* GIVEN PROBLEM
In the entries below, how many lines contain the string "target", matching case exactly? Reply with the number alone.

☆ ☆ ☆ ☆ ☆ ☆ ☆

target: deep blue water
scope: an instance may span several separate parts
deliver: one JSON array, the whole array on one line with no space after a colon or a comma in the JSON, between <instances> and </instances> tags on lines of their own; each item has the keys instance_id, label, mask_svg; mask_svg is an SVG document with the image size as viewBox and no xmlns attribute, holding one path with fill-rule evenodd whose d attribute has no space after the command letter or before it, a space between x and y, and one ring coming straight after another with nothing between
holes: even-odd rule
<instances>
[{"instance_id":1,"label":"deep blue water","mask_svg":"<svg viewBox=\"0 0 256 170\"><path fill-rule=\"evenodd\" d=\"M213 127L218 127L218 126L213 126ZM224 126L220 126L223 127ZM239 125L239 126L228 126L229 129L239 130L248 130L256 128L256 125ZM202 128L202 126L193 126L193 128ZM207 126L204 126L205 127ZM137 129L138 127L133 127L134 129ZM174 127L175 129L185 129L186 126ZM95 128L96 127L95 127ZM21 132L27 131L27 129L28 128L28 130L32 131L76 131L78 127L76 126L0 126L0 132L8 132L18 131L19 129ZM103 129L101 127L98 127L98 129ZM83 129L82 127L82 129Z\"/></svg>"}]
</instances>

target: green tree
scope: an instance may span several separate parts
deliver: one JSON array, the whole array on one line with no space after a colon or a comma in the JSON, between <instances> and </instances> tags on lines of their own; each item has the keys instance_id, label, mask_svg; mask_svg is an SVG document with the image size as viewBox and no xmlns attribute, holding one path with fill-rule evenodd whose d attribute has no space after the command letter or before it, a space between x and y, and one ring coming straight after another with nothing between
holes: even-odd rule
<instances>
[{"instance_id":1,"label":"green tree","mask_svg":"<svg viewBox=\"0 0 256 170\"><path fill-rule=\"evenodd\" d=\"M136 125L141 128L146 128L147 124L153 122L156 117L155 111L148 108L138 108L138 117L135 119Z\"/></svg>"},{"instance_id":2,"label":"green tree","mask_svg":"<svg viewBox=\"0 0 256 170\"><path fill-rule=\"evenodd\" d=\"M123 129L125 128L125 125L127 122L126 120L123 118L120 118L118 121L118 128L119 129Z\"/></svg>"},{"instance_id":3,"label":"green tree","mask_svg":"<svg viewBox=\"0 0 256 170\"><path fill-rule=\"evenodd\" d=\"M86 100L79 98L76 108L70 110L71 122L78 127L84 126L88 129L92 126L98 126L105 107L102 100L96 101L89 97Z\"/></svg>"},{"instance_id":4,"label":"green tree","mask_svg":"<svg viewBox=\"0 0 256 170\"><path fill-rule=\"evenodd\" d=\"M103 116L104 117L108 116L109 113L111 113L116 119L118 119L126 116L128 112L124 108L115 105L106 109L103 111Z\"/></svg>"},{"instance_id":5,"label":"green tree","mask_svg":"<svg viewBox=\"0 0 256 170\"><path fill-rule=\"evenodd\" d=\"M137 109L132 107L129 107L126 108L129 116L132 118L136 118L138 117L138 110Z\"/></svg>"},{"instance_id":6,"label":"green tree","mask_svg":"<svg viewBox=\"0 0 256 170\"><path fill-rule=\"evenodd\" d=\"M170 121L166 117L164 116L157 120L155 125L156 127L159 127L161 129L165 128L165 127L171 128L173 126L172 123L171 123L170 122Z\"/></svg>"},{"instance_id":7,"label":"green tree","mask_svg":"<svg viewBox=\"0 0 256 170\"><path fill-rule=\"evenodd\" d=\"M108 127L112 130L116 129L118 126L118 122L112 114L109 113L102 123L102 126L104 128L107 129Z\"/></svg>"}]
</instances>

☆ ☆ ☆ ☆ ☆ ☆ ☆

* RESULT
2